Stored items:
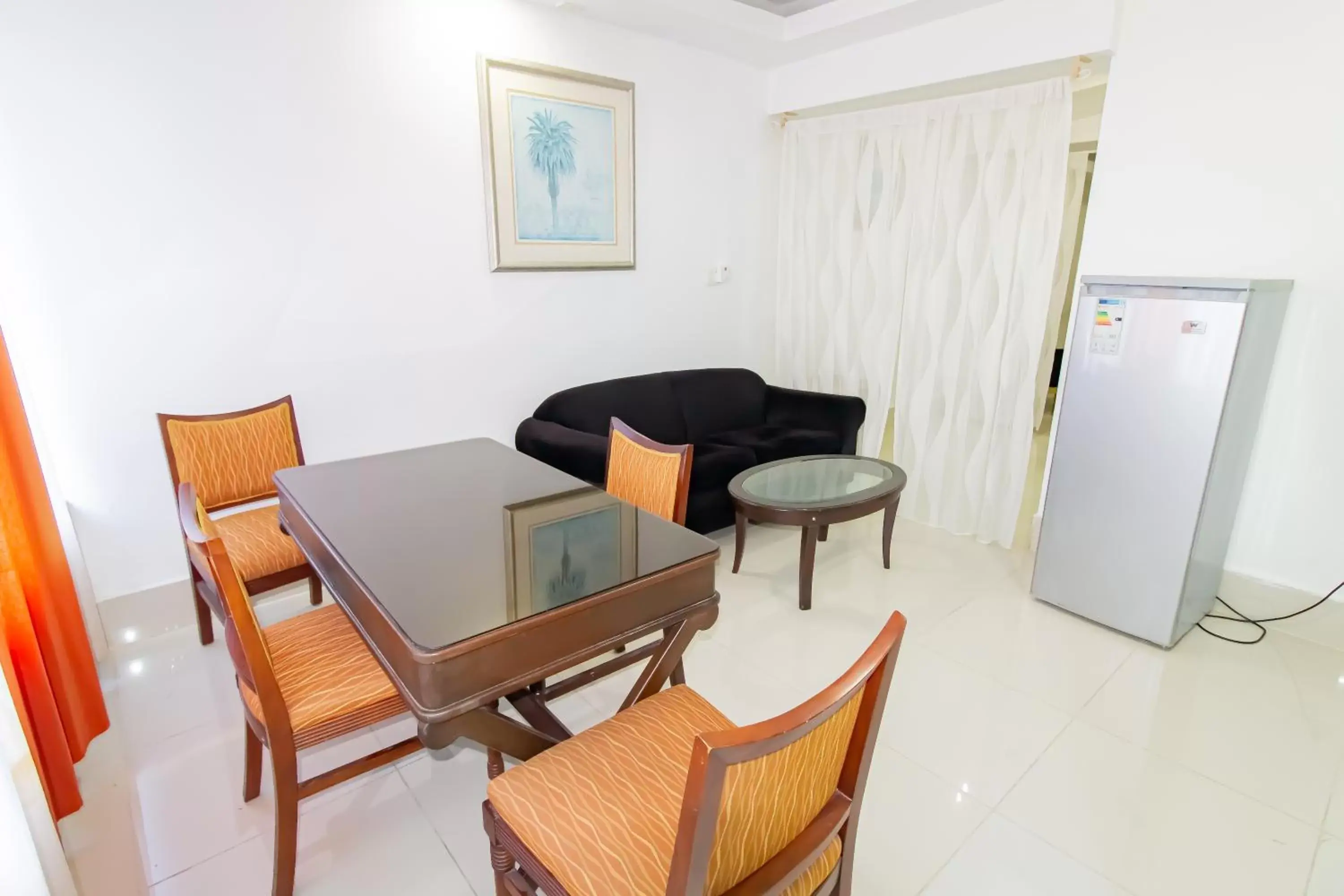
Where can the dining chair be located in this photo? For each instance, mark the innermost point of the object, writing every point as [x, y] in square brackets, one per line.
[232, 458]
[651, 476]
[668, 797]
[303, 681]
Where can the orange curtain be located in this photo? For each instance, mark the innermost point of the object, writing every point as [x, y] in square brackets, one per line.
[43, 645]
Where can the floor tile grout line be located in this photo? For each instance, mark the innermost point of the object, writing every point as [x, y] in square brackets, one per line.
[956, 852]
[179, 874]
[1185, 766]
[1039, 836]
[429, 821]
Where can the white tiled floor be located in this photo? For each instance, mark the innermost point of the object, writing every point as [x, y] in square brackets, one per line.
[1023, 753]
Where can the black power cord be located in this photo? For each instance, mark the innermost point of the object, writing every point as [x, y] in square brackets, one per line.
[1260, 624]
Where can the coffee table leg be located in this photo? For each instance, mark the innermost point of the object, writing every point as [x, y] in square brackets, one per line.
[889, 521]
[806, 563]
[741, 526]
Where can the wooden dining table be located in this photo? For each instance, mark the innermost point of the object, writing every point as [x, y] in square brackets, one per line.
[476, 574]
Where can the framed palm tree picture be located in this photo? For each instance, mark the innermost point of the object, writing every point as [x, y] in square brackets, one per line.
[560, 168]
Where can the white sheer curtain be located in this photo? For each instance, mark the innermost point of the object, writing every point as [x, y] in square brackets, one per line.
[917, 248]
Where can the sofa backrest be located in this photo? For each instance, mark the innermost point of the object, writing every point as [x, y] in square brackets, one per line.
[644, 402]
[719, 400]
[678, 408]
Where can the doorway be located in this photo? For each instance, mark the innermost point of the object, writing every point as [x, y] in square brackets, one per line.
[1082, 159]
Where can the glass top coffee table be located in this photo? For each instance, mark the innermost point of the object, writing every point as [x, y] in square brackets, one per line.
[814, 492]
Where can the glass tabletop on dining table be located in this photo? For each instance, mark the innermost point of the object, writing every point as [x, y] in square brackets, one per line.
[456, 540]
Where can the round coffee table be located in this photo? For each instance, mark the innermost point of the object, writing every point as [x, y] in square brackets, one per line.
[814, 492]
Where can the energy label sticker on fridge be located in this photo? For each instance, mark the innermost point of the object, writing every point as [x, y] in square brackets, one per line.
[1108, 326]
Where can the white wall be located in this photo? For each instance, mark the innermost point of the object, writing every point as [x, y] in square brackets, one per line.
[1006, 34]
[209, 205]
[1221, 156]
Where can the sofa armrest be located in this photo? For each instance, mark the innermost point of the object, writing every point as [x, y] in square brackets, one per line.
[843, 414]
[577, 453]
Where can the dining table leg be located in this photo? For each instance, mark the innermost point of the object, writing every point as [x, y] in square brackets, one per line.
[490, 728]
[807, 560]
[666, 661]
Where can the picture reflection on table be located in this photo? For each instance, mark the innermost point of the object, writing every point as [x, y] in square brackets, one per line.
[566, 547]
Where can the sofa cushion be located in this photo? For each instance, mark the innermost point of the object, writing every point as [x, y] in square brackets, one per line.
[647, 404]
[718, 400]
[777, 443]
[713, 466]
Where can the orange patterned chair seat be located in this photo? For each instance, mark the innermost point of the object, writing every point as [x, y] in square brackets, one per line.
[328, 679]
[601, 810]
[256, 544]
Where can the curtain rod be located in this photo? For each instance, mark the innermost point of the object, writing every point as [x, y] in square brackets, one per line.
[1077, 72]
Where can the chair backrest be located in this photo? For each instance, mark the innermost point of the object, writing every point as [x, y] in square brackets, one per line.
[232, 457]
[775, 806]
[651, 476]
[242, 630]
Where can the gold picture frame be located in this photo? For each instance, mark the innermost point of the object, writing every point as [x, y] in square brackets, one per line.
[558, 152]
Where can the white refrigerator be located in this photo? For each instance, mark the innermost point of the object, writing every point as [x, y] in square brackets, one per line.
[1156, 420]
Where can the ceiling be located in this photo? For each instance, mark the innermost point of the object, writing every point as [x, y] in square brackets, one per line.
[768, 33]
[785, 7]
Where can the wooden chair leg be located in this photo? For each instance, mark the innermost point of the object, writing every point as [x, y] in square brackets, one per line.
[252, 763]
[500, 859]
[285, 767]
[205, 625]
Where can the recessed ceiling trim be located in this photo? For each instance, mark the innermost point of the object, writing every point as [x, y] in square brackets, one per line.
[785, 7]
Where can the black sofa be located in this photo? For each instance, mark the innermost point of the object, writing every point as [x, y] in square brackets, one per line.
[732, 417]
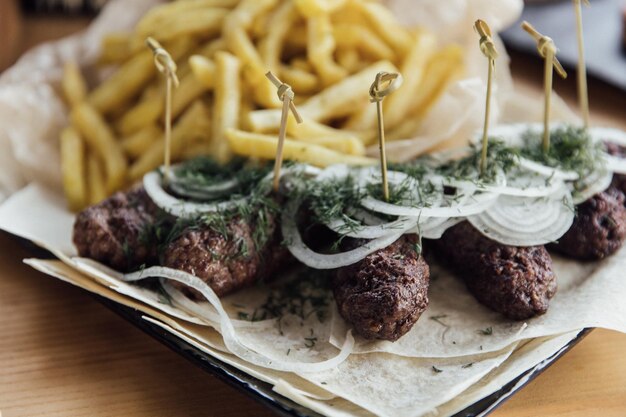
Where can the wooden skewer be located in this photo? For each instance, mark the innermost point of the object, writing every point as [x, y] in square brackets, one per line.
[583, 97]
[547, 50]
[166, 65]
[286, 95]
[377, 94]
[488, 48]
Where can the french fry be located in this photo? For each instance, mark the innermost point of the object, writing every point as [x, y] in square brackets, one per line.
[137, 144]
[386, 25]
[143, 114]
[349, 59]
[73, 84]
[194, 123]
[300, 80]
[336, 101]
[73, 168]
[211, 48]
[203, 69]
[444, 67]
[314, 8]
[99, 136]
[247, 11]
[150, 109]
[298, 37]
[257, 145]
[226, 103]
[398, 105]
[95, 180]
[201, 21]
[195, 150]
[320, 49]
[130, 78]
[158, 15]
[116, 48]
[301, 64]
[405, 130]
[281, 21]
[358, 36]
[321, 134]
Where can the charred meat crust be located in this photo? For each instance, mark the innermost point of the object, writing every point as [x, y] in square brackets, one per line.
[517, 282]
[111, 231]
[226, 262]
[383, 295]
[599, 228]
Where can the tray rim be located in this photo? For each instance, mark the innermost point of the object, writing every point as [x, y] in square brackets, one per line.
[262, 391]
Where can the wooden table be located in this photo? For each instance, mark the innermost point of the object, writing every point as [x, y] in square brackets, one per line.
[64, 354]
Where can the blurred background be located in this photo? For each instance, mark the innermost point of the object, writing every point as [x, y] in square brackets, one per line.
[23, 23]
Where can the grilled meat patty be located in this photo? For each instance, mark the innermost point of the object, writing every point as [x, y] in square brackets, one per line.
[383, 295]
[515, 281]
[227, 262]
[111, 232]
[599, 228]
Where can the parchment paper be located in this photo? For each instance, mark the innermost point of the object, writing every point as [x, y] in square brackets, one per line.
[385, 379]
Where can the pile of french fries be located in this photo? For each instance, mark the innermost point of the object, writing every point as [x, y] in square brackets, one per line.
[329, 51]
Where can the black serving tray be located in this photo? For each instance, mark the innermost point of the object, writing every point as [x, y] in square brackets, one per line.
[262, 391]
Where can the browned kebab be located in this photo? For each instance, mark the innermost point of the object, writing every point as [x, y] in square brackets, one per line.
[517, 282]
[382, 296]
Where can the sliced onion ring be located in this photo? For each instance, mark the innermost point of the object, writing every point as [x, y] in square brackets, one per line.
[232, 342]
[342, 227]
[595, 183]
[521, 221]
[316, 260]
[479, 203]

WHAT TO WORK ON: Write out again every line above exactly as given; the pictures do not belong in the copy.

THE OUTPUT:
Where can the dining chair be located in this photo? For each instance, mark the innermost point of the object, writing every point as [x, y] in square brackets, one per line.
[232, 458]
[651, 476]
[668, 797]
[303, 681]
Where can the orange curtain be located in this photo? For each instance, mark the innermost point of the object, writing every point as [x, y] in square brackets, one per line.
[43, 645]
Where can the floor tile grout line be located in this photo? For each instance, mark the innermost point of the object, writing every point as [x, y] in square brackets, one per line.
[956, 852]
[179, 874]
[1185, 766]
[1039, 836]
[429, 821]
Where can the white tiled floor be located in this photo? For each instance, mark the innermost point of the object, writing every point as [x, y] in square brackets, one per line.
[1023, 753]
Where can the black power cord be located in this photo? For each instance, mark the innermost point of the object, writing every point as [x, y] in square brackets, one per line.
[1260, 624]
Where can the coffee table leg be located in this photo? For each instance, mark the innermost point of the object, writing every point as [x, y] in square brackets, one per line.
[889, 521]
[806, 563]
[741, 526]
Where can the wooden dining table be located in this photo? For each instance, mark the innermost point of the object, writing every point as [x, y] in square brackets, one per line.
[476, 574]
Where can the framed palm tree picture be located in this photo? For each instance, mark the innermost point of the object, writing every point as [x, y] in square brackets, one per line.
[560, 168]
Where can the white sheer curtain be located in this photo? For each instance, mark the innermost point of the object, writing every point as [x, y] in square brackets, one per line.
[917, 248]
Where can the sofa backrest be located in this photo? For each instance, mark the innermost point of the object, writing every point as [x, y] in square brackets, one per line.
[644, 402]
[719, 400]
[678, 408]
Where can the doorway be located in this photo? For each instance, mark the innermost point of the object, writing every point as [x, y] in square brackets, one per line.
[1082, 159]
Where can the glass top coffee table be located in this photo? For each instance, mark the innermost point of the object, writing every point as [x, y] in square brackets, one per line.
[814, 492]
Where can the glass tabletop on dining table be located in this photo? For each instance, mark the innermost point of the object, writing every point as [x, y] in square brackets, one per line.
[456, 540]
Where can the round coffee table be located in this photo? For each instance, mark the innermost point of the object, writing every point as [x, y] in square brackets, one per line.
[814, 492]
Where can the energy label sticker on fridge be located in this photo? For each instance, mark the innermost point of the object, writing every point as [x, y] in square brackets, one per line.
[1108, 326]
Where can the white wall be located in this photo? For each instance, mark the innermost point of the object, writing every point as [x, y] in square brackets, one per line.
[1006, 34]
[209, 205]
[1221, 156]
Where can the sofa armrest be located in this photo? For each instance, mark the innermost point of the object, writing every point as [x, y] in square brackets, one per line.
[843, 414]
[577, 453]
Where can the dining table leg be located in this photo? For each instance, mark the innermost point of the object, writing every point as [x, y] in square brackets, one per line.
[490, 728]
[807, 560]
[666, 661]
Where can the picture reflection on table be located in this photo? For each instance, mark the innermost point of the object, writing every point as [x, y] in square brackets, one per line.
[566, 547]
Where can the sofa cushion be located in this photo? For each instance, mark the innermost point of the object, writing every point as [x, y] in square brackets, one per line.
[647, 404]
[718, 400]
[777, 443]
[713, 466]
Where can the orange patterned chair seat be located in this photo? For each instance, mark the innermost point of the object, writing every point as [x, y] in square brackets, one per line.
[328, 679]
[601, 810]
[256, 544]
Where can the curtain rod be located in this photo? For each instance, mark the innermost point of the object, writing every point as [x, y] in square brackets, one per line.
[1077, 72]
Where can the chair backrest be located in this photo? For each instance, mark the innermost point of the object, writing every point as [x, y] in square brackets, one per line.
[232, 457]
[775, 806]
[651, 476]
[242, 630]
Where can the gold picture frame be located in this photo? For each instance, mark the innermost point of the object, writing every point as [x, y] in square brackets, one per line.
[558, 152]
Where can the white refrigerator be located in this photo? For each instance, mark the innermost point of the object, writing every point as [x, y] in square brackets, one per line.
[1156, 420]
Where can the ceiling be located in this photo? For each instance, mark the innermost point of the object, writing every point as [x, y] in square brackets, one per line.
[768, 33]
[785, 7]
Where can the wooden chair leg be located in this photo? For each instance, mark the innermost point of the object, writing every point as [x, y] in square brackets, one per line.
[252, 763]
[500, 859]
[285, 767]
[205, 625]
Where can the recessed ceiling trim be located in this photo? For each instance, mark the innermost point of the object, writing every point as [x, y] in square brackets, one per line.
[785, 7]
Where can the black sofa be located in this photo? For each instance, mark the innermost point of the object, writing every point as [x, y] in square brackets, one per line.
[732, 417]
Where can the wooden skewer be located in this photo? For each instance, mark the innermost point of the object, writing every point as [x, y] in square brackets, one per line.
[583, 97]
[547, 50]
[166, 65]
[286, 95]
[377, 94]
[488, 48]
Where can the french fry be located in this photo? For each instance, mark the innermost point of the object, writing every point as [x, y] in square brackets, one per line.
[137, 144]
[386, 25]
[143, 114]
[349, 59]
[73, 84]
[194, 123]
[300, 80]
[336, 101]
[73, 168]
[211, 48]
[203, 69]
[444, 67]
[314, 8]
[99, 136]
[247, 11]
[150, 109]
[298, 37]
[257, 145]
[226, 103]
[398, 105]
[95, 180]
[201, 21]
[195, 150]
[320, 49]
[130, 78]
[158, 15]
[116, 48]
[301, 64]
[405, 130]
[281, 21]
[358, 36]
[321, 134]
Where can the charred meat crust be located in this photo? For each instance, mark the innermost point of the object, writing every point as [x, y] in square brackets, one per line.
[517, 282]
[111, 231]
[226, 262]
[383, 295]
[599, 228]
Where can the tray rim be located in this photo? For each instance, mark the innermost point of the object, writing every point as [x, y] in square brackets, one per line.
[262, 391]
Where can the wooden table be located in this photo? For each instance, mark the innermost point of the object, writing every point as [x, y] in square brackets, one per line.
[64, 354]
Where can the blurred background be located in this photo? For each instance, mark the innermost point of the object, writing every point as [x, y] in square brackets, one per line.
[23, 23]
Where can the grilled meat patty be located in this photo? For each instance, mark the innermost point of the object, writing every point as [x, y] in square brackets, one per line.
[383, 295]
[515, 281]
[227, 262]
[111, 232]
[599, 228]
Where can the parchment paper be located in this photo? For each instance, mark the innermost point of the object, writing every point as [x, y] in square brackets, one per line.
[385, 379]
Where can the pile of french fries be located in this photo? For each instance, mark the innermost point of the object, writing every point as [x, y] in square brackets, one per line.
[329, 51]
Where can the black serving tray be located in this photo? For each instance, mark the innermost point of the object, writing every point as [x, y] in square brackets, one per line.
[262, 391]
Where can the browned kebab be located in this photo? For each instance, mark the innermost point of the object, writing every point as [x, y] in square brackets, one per line.
[517, 282]
[382, 296]
Where can the sliced onion ring be located in this photo? For each instance, mark the innermost point of the object, writing every point as [x, y] in square brackets, one per line.
[232, 342]
[342, 227]
[595, 183]
[521, 221]
[316, 260]
[479, 203]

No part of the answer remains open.